(Problem description): This exercise calls for duplicating every entry below exactly, without the images.

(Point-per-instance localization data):

-*-*-

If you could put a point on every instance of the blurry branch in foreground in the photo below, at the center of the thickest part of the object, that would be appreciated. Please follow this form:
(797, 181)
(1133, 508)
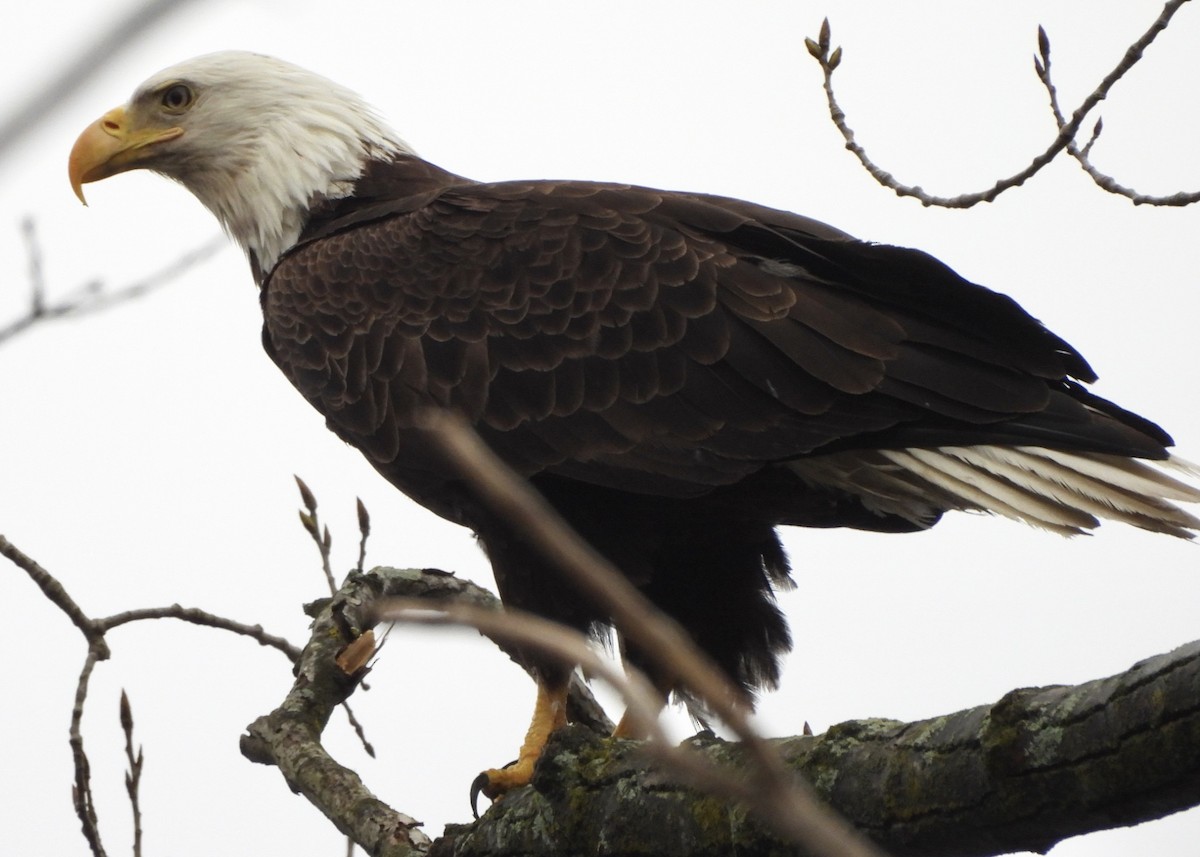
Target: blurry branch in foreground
(1068, 127)
(123, 31)
(94, 295)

-*-*-

(Response to this exercise):
If you could put a point on every instance of the blurry branch in foreground in the photo below, at the center of the thickest part of the object, that would be appreciated. Please follow this form:
(797, 181)
(1133, 508)
Target: blurry branch in foreground
(1068, 127)
(123, 31)
(94, 295)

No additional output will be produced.